-- Data section start --

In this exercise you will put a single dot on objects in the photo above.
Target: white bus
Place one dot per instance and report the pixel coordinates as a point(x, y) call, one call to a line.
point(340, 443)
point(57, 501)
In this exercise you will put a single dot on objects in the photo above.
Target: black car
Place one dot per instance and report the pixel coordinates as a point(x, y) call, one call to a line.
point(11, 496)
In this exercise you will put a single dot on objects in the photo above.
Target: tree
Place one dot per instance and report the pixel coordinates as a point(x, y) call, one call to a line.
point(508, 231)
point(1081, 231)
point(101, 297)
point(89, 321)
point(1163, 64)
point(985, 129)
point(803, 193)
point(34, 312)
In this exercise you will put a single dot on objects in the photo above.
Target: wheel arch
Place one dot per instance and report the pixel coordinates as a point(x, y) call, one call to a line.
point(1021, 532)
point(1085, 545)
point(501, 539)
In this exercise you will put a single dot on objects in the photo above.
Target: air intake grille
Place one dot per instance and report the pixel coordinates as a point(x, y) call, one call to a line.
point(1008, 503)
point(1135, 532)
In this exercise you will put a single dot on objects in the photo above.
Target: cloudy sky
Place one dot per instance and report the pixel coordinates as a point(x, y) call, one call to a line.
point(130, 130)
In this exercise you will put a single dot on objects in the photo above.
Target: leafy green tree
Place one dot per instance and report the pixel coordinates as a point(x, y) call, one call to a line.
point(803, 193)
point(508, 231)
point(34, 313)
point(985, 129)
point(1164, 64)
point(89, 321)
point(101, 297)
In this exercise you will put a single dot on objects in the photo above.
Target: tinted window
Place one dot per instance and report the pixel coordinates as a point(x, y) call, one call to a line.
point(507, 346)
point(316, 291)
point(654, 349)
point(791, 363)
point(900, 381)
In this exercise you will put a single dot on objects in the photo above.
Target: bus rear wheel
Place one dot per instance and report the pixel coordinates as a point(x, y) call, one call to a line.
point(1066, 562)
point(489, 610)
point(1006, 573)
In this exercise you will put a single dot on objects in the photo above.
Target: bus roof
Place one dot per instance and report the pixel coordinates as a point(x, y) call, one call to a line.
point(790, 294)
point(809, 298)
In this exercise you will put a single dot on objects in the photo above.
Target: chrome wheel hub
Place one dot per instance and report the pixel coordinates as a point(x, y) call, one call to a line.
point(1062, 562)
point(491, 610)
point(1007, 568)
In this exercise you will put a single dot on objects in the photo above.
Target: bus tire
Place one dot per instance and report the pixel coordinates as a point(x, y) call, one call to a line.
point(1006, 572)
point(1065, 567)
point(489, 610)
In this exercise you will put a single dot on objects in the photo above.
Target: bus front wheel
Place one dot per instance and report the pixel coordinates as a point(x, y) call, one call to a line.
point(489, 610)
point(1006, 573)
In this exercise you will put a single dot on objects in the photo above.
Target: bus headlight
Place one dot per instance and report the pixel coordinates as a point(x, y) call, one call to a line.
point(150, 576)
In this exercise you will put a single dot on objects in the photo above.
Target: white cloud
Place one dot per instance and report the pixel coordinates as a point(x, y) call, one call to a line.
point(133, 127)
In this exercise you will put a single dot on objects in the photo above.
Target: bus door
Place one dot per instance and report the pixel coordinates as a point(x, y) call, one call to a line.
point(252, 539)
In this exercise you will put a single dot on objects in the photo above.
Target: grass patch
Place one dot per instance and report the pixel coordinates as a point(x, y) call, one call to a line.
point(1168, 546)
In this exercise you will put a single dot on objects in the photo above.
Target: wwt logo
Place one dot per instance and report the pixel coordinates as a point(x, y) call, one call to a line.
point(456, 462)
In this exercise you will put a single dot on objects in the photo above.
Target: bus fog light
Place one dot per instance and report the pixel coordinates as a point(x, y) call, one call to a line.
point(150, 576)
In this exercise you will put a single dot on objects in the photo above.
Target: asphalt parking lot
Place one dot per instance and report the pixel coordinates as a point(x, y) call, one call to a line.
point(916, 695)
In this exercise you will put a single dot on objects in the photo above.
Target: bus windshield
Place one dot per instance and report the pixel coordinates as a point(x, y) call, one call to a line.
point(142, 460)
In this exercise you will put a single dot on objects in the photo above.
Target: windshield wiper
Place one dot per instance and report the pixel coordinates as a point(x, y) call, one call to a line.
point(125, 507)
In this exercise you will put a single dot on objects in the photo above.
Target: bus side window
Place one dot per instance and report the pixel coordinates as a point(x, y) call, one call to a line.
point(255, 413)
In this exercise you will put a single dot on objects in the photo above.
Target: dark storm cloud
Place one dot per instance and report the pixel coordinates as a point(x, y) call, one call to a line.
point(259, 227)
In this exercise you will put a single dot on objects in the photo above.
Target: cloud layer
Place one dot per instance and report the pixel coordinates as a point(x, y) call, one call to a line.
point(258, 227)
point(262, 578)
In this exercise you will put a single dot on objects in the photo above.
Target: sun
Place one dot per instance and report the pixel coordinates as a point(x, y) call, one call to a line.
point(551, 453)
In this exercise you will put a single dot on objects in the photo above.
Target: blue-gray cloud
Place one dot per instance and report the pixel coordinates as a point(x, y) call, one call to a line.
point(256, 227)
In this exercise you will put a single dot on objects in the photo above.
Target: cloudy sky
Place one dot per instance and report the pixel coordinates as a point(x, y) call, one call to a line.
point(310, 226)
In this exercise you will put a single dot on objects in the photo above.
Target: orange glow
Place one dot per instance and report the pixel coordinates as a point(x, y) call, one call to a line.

-- Data section end --

Aim:
Lay out every line of the entries above as a Markdown table with two columns, Row and Line. Number the rows in order and leave out blank lines.

Exercise response:
| Row | Line |
|---|---|
| 1 | In this exercise you will put a single dot on objects in the photo above. |
| 2 | Target: white bus |
| 3 | Place one dot per instance and report the pixel coordinates as a point(x, y) call, one call to a line. |
| 4 | point(340, 443) |
| 5 | point(57, 501) |
| 6 | In this exercise you will put a single dot on objects in the photo above. |
| 7 | Target: black car |
| 8 | Place one dot per instance and report the pixel coordinates as a point(x, y) call, one call to a line. |
| 9 | point(11, 496) |
| 10 | In this exercise you will put a single dot on objects in the photo above. |
| 11 | Target: tree |
| 12 | Place one dot per instance and report the pixel coordinates as a point(x, y) call, one call to a line. |
| 13 | point(508, 231) |
| 14 | point(1081, 231) |
| 15 | point(101, 297) |
| 16 | point(89, 321) |
| 17 | point(1163, 64) |
| 18 | point(985, 129) |
| 19 | point(803, 193) |
| 20 | point(34, 312) |
| 21 | In this exercise you will put a single dot on objects in the photo above. |
| 22 | Target: wheel arch |
| 23 | Place one dot per instance and report the pixel coordinates as a point(x, y) call, one call to a line. |
| 24 | point(1021, 532) |
| 25 | point(1085, 545) |
| 26 | point(501, 539) |
| 27 | In this exercise you will put a single dot on objects in the photo above. |
| 28 | Target: air intake grille |
| 29 | Place one dot per instance and report the pixel coordinates as a point(x, y) call, one call to a line. |
| 30 | point(1008, 503) |
| 31 | point(1135, 532) |
| 32 | In this exercise you will put a single dot on objects in the photo above. |
| 33 | Target: cloudy sky |
| 34 | Place one dot per instance and report the pixel coordinates as a point(x, y) call, one call to a line. |
| 35 | point(130, 130) |
| 36 | In this exercise you will put a single dot on objects in the photo above. |
| 37 | Target: leafy green tree |
| 38 | Place one dot per instance and report the pixel coordinates as a point(x, y) call, one call to a line. |
| 39 | point(803, 193) |
| 40 | point(508, 231) |
| 41 | point(34, 313) |
| 42 | point(985, 129) |
| 43 | point(1164, 64) |
| 44 | point(89, 321) |
| 45 | point(101, 297) |
| 46 | In this exercise you will put a single dot on objects in the photo above. |
| 47 | Target: tinted window |
| 48 | Place one dot per instance and report the pixel coordinates as a point(x, y) call, one call to a line. |
| 49 | point(507, 346) |
| 50 | point(316, 291) |
| 51 | point(654, 349) |
| 52 | point(791, 363) |
| 53 | point(900, 381) |
| 54 | In this exercise you will put a single dot on objects in the photo above. |
| 55 | Target: bus rear wheel |
| 56 | Place one dot per instance and report the pixel coordinates as a point(x, y) call, one call to a line. |
| 57 | point(1066, 562) |
| 58 | point(489, 610) |
| 59 | point(1006, 573) |
| 60 | In this exercise you will put a single dot on objects in the photo above. |
| 61 | Target: bus roof |
| 62 | Place one dot per instance and report the pixel coordinates as a point(x, y) call, one call to a line. |
| 63 | point(790, 294) |
| 64 | point(809, 298) |
| 65 | In this exercise you will put a single dot on objects in the photo above. |
| 66 | Target: chrome wheel hub |
| 67 | Place one dot per instance and report the pixel coordinates as a point(x, y) call, one call to a line. |
| 68 | point(1062, 562) |
| 69 | point(491, 610) |
| 70 | point(1007, 568) |
| 71 | In this exercise you will put a single dot on objects in the photo above. |
| 72 | Target: bus tire |
| 73 | Place one dot per instance and report the pixel coordinates as a point(x, y) call, one call to a line. |
| 74 | point(1006, 572) |
| 75 | point(1065, 567) |
| 76 | point(489, 610) |
| 77 | In this exercise you will put a single dot on objects in the photo above. |
| 78 | Target: bus front wheel |
| 79 | Place one dot per instance and report the pixel coordinates as a point(x, y) call, one call to a line. |
| 80 | point(489, 610) |
| 81 | point(1006, 573) |
| 82 | In this exercise you will put a single dot on objects in the photo above. |
| 83 | Target: bus headlight |
| 84 | Place one dot per instance and report the pixel coordinates as a point(x, y) call, one call to a line. |
| 85 | point(150, 576) |
| 86 | In this exercise you will put a single dot on objects in the photo above. |
| 87 | Target: white cloud |
| 88 | Place one dot per instance and report the pixel coordinates as a point(x, y) call, one call to a line. |
| 89 | point(133, 127) |
| 90 | In this exercise you will put a single dot on objects in the photo above. |
| 91 | Target: bus door |
| 92 | Place one dot per instance and report the pixel coordinates as a point(x, y) call, one call to a line. |
| 93 | point(252, 539) |
| 94 | In this exercise you will put a single dot on objects in the photo above. |
| 95 | Target: grass patch |
| 96 | Place one dot per instance and report the pixel coordinates as a point(x, y) call, one call to a line. |
| 97 | point(1168, 546) |
| 98 | In this exercise you will put a single dot on objects in the photo above. |
| 99 | Target: wwt logo |
| 100 | Place one dot per instance and report the pixel coordinates as a point(x, y) call, one call to a line. |
| 101 | point(456, 462) |
| 102 | In this exercise you will put a single dot on objects in the photo above. |
| 103 | Target: bus fog light |
| 104 | Place one dot per instance and report the pixel coordinates as a point(x, y) call, one call to a line. |
| 105 | point(150, 576) |
| 106 | In this exercise you will put a single dot on objects in the photo above. |
| 107 | Target: asphalt parking lot |
| 108 | Place one dot per instance and report the pixel coordinates as a point(x, y) call, one call to a line. |
| 109 | point(916, 695) |
| 110 | In this exercise you will put a single dot on objects in the photo above. |
| 111 | Target: bus windshield |
| 112 | Place one dot per instance and report the pixel coordinates as a point(x, y) call, one call to a line. |
| 113 | point(142, 460) |
| 114 | In this exercise you will put a single dot on objects in the photo above. |
| 115 | Target: windshield wiper |
| 116 | Place one dot per instance and report the pixel coordinates as a point(x, y) call, one call to a line. |
| 117 | point(125, 507) |
| 118 | In this exercise you will put a single dot on objects in the photo above. |
| 119 | Target: bus side window |
| 120 | Place one dot per instance and report the pixel coordinates as a point(x, y) call, one call to a line. |
| 121 | point(255, 413) |
| 122 | In this exercise you will put a single dot on objects in the photo above. |
| 123 | Target: dark storm cloud |
| 124 | Place one dot per instance and report the pixel coordinates as a point(x, y) call, one call to a line. |
| 125 | point(259, 227) |
| 126 | In this exercise you will put a single dot on objects in the photo above. |
| 127 | Target: cloud layer |
| 128 | Place one dot per instance and report the pixel coordinates as a point(x, y) call, one call to a line. |
| 129 | point(258, 227) |
| 130 | point(262, 578) |
| 131 | In this exercise you will put a single dot on objects in the photo above. |
| 132 | Target: sun |
| 133 | Place one dot per instance and report the pixel coordinates as a point(x, y) call, one call to a line. |
| 134 | point(551, 453) |
| 135 | In this exercise you will put a single dot on objects in the photo above. |
| 136 | Target: blue-gray cloud |
| 137 | Place one dot per instance and report the pixel coordinates as a point(x, y) call, one call to a line. |
| 138 | point(256, 227) |
| 139 | In this exercise you will put a single dot on objects in the photo above. |
| 140 | Target: cloudy sky |
| 141 | Place one dot per instance and report the pixel coordinates as a point(x, y) call, one call to a line. |
| 142 | point(310, 226) |
| 143 | In this exercise you will put a single dot on objects in the photo above. |
| 144 | Target: orange glow |
| 145 | Place one dot per instance and report the pixel coordinates as a point(x, y) call, one call to a line. |